DATA FOR THE TASK:

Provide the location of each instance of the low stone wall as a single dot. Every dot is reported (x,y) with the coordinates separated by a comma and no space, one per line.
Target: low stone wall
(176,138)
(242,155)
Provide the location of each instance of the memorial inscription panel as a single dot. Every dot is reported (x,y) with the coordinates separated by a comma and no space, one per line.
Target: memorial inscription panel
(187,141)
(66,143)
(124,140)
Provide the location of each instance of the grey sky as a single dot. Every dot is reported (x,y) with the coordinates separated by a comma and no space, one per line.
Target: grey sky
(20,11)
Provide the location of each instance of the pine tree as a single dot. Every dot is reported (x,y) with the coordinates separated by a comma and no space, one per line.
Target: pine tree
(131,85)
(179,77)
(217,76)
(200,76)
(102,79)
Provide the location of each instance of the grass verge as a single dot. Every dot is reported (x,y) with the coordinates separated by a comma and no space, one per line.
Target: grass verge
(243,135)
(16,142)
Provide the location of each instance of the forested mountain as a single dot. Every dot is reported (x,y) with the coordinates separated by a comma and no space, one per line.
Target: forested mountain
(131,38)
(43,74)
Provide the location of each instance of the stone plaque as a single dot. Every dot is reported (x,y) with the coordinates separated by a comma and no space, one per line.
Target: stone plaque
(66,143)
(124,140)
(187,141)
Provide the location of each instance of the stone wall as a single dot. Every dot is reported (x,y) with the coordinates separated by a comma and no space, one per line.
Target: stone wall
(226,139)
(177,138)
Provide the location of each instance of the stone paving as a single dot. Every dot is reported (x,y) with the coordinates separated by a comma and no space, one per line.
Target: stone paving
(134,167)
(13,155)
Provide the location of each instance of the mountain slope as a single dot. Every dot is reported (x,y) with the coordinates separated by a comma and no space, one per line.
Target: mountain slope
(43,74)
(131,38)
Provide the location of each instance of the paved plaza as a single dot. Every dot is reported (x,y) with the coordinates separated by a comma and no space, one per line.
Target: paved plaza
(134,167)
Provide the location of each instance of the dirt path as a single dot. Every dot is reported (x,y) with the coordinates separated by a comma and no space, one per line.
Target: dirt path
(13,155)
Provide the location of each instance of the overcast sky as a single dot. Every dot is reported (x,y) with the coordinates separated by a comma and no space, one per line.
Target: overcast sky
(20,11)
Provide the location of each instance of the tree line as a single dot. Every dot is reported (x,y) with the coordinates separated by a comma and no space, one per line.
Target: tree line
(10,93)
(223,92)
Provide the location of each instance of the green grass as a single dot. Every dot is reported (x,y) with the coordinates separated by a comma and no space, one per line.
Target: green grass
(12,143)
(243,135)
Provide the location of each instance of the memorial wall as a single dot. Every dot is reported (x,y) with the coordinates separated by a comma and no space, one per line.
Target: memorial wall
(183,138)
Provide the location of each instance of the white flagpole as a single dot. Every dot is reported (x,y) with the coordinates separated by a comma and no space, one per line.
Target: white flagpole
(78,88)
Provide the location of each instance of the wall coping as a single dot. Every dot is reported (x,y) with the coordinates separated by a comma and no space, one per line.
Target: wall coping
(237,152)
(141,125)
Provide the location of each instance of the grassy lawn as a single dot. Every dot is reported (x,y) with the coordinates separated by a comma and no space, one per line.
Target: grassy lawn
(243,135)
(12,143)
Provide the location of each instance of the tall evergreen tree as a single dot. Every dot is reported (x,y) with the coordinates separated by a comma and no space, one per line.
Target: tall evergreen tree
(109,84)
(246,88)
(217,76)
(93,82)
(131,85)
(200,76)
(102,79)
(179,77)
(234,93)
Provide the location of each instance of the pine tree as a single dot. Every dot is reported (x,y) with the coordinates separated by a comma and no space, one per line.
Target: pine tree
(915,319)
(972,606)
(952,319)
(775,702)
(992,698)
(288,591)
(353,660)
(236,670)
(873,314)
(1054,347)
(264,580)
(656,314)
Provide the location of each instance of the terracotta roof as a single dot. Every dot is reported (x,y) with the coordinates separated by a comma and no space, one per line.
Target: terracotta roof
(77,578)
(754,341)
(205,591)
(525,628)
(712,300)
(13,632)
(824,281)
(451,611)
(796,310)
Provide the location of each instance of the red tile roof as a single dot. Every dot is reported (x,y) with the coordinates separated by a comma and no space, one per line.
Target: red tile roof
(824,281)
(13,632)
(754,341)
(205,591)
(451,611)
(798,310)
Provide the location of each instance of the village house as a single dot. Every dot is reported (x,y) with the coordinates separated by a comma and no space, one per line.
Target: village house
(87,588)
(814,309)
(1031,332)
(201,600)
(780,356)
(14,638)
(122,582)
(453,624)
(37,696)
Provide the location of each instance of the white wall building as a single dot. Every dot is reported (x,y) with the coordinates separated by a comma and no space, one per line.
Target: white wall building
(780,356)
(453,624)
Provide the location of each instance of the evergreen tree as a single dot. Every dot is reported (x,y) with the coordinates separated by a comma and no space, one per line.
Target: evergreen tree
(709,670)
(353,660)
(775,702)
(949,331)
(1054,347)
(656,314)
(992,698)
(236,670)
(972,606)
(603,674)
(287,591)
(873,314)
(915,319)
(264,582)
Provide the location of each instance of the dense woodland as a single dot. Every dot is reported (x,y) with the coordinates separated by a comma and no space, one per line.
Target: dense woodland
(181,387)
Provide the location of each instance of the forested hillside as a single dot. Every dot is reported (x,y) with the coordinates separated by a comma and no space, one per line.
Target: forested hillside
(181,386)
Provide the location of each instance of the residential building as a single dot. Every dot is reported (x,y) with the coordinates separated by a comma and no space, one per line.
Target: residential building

WORK ITEM: Copy every line of the material above in which the word "residential" appears.

WRITTEN REPLY:
Provide the location of each instance of the residential building as a single dot. Every dot is reported (x,y) with the coordinates separated by a comma and no space, one per line.
Target: residential building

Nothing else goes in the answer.